TUGAS YANG DIKERJAKAN
a) Jawablah pertanyaan berikut berdasarkan kutipan tentang hepatitis di Indonesia:
(i) Berapa prevalensi hepatitis B di Indonesia menurut Riskesdas tahun 2013?
(ii) Dalam sidang apa dan pada tahun berapa Indonesia ikut memprakarsai agar hepatitis menjadi perhatian dunia?
(iii) Pada tahun berapa target eliminasi hepatitis ditetapkan?
b) Ringkaslah kutipan tentang hepatitis di Indonesia dalam dua kalimat.
c) Teruskan kutipan tentang hepatitis di Indonesia mulai dari kalimat sesudah kalimat terakhirnya.

Berdasarkan Riset Dasar Kesehatan (Riskesdas) tahun 2013, prevalensi virus hepatitis B di Indonesia sebesar 7,1 persen atau 18 juta orang. Sementara prevalensi hepatitis C sebesar 1,01 persen atau sekitar 2,5 juta orang yang terinfeksi virus tersebut.
Ketua Komite Ahli Hepatitis dan Penyakit Infeksi Saluran Pencernaan (PISP) David Handjojo Muljono mengatakan, Indonesia termasuk yang memprakarsai agar hepatitis menjadi perhatian dunia. Itu disampaikan dalam Sidang Majelis Kesehatan Dunia yang ke-63 pada tahun 2010, yang menghasilkan resolusi agar semua negara di dunia menanggulangi hepatitis secara komprehensif, sejak pencegahan hingga pengobatan.
”Target eliminasi hepatitis pada 2030 tidak hanya menjadi target WHO (Organisasi Kesehatan Dunia), tetapi juga jadi agenda PBB (Perserikatan Bangsa-Bangsa),” katanya.
Sejak itu, menurut David, Indonesia telah menyusun langkah dalam mencapai target eliminasi hepatitis. Namun, setelah sepuluh tahun jadi kesepakatan global, hepatitis masih menjadi masalah kesehatan global, termasuk di Indonesia.

DATA YANG DIBERIKAN

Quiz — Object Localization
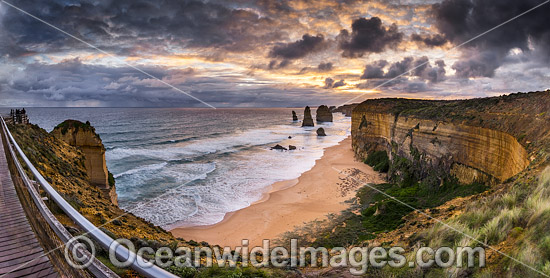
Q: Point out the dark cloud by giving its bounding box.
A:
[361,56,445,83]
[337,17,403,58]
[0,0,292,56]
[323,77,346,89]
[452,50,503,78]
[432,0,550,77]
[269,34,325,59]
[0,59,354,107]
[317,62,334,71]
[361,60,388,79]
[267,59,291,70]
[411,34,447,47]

JAWABAN PER TUGAS
a)
(i) Sebesar 7,1 persen atau 18 juta orang.
(ii) Dalam Sidang Majelis Kesehatan Dunia yang ke-63 pada tahun 2010.
(iii) Pada tahun 2030.

b) Menurut Riskesdas 2013, prevalensi hepatitis B di Indonesia sebesar 7,1 persen atau 18 juta orang, sedangkan prevalensi hepatitis C sebesar 1,01 persen atau sekitar 2,5 juta orang. David Handjojo Muljono menyatakan bahwa Indonesia ikut memprakarsai agar hepatitis menjadi perhatian dunia pada Sidang Majelis Kesehatan Dunia ke-63 tahun 2010 dan telah menyusun langkah menuju target eliminasi hepatitis pada 2030, tetapi hepatitis masih menjadi masalah kesehatan global, termasuk di Indonesia.

c)
Data WHO menunjukkan, secara global, lebih dari 250 juta orang hidup dengan infeksi hepatitis B kronis dan hampir 900.000 orang tiap tahun meninggal karena penyakit ini. Sementara itu, hepatitis C menginfeksi sekiar 71 juta orang dan merenggut nyawa 399.000 orang setiap tahun.
David mengatakan, pemeriksaan yang dilakukan terhadap 2,57 juta ibu hamil dari 34 provinsi di Indonesia pada tahun 2019 dan menemukan 1,8 persen memiliki HBsAg positif. ”Ini artinya, kalau angka kelahiran sekiar 5 juta per tahun, maka hampir 47.000 ibu hamil berpotensi menularkan virus hepatitis B pada bayinya.
”Minimal sekitar 28.000 bayi menderita hepatitis B dengan risiko menjadi kronis dan selama hidupnya infeksius. Hal ini berarti endemisitas akan terus terjadi,” kata David.
Pandemi Covd-19 atau penyakit yang disebabkan virus korona tipe baru telah menunjukkan ada masalah dalam program kesehatan, serta ketahanan masyarakat di sektor kesehatan masih rapuh, khususnya hepatitis. Karena itu, berbagai persoalan kesehatan mesti segera dibenahi.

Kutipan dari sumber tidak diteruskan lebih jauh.